> [Problem requirements]: For the word "instance", count the lines of the data that include it and give only the total.

(Dataset entries)
[Start of section]

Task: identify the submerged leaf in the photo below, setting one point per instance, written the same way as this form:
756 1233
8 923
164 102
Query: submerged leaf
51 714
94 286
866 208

[End of section]
[Start of section]

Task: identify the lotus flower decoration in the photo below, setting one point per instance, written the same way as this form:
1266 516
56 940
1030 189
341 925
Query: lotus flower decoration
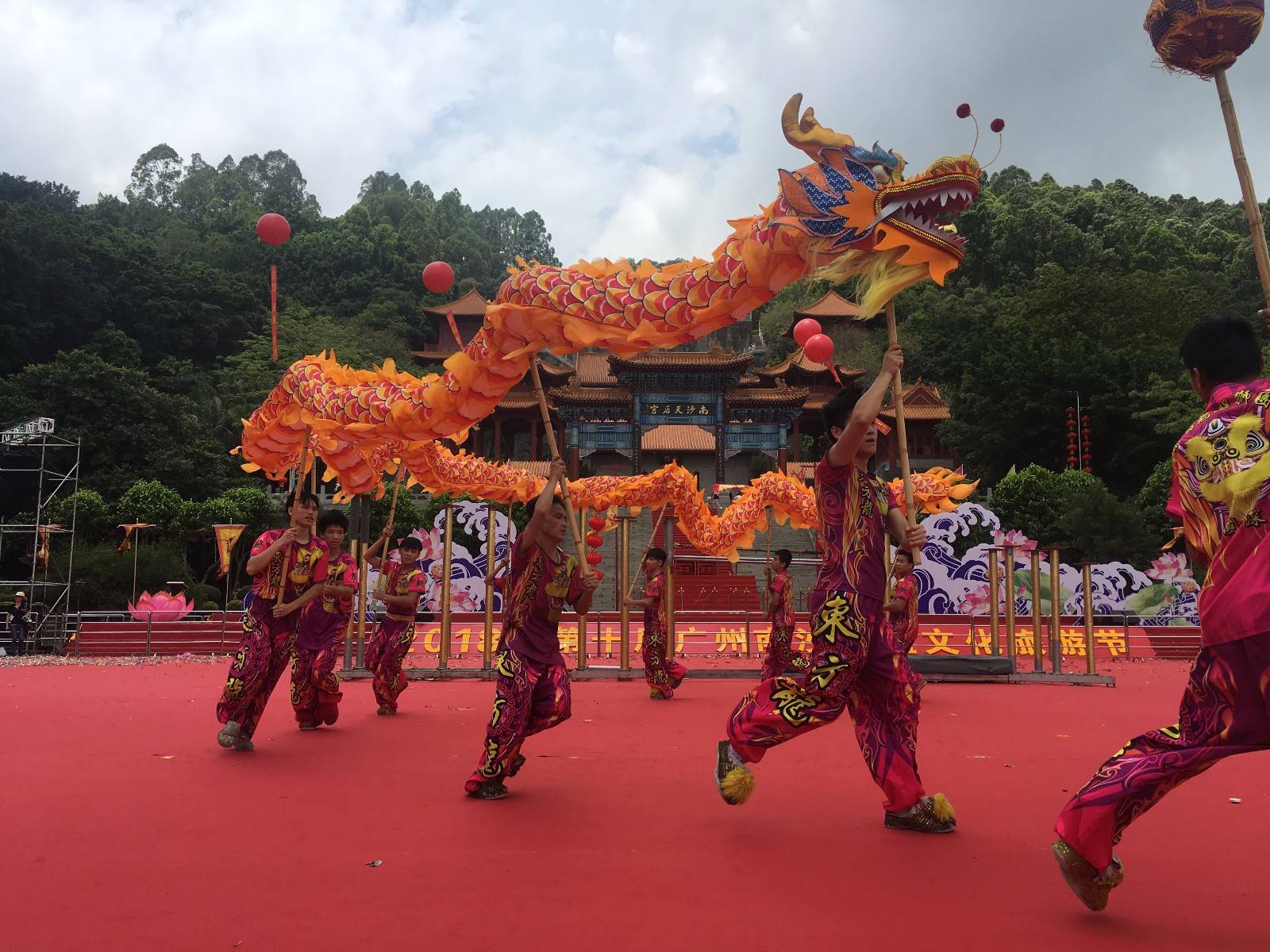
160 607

[End of section]
[Start of section]

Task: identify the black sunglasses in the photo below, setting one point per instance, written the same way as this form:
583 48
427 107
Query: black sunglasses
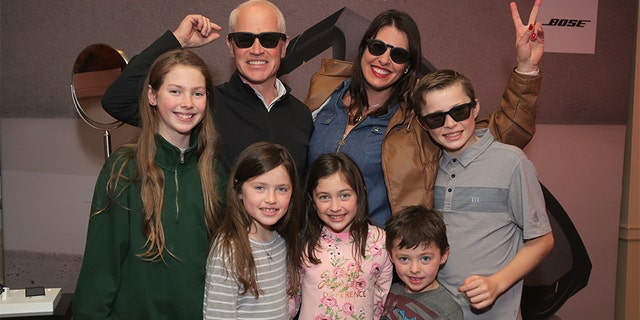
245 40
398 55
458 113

[End of section]

> [Reply]: 3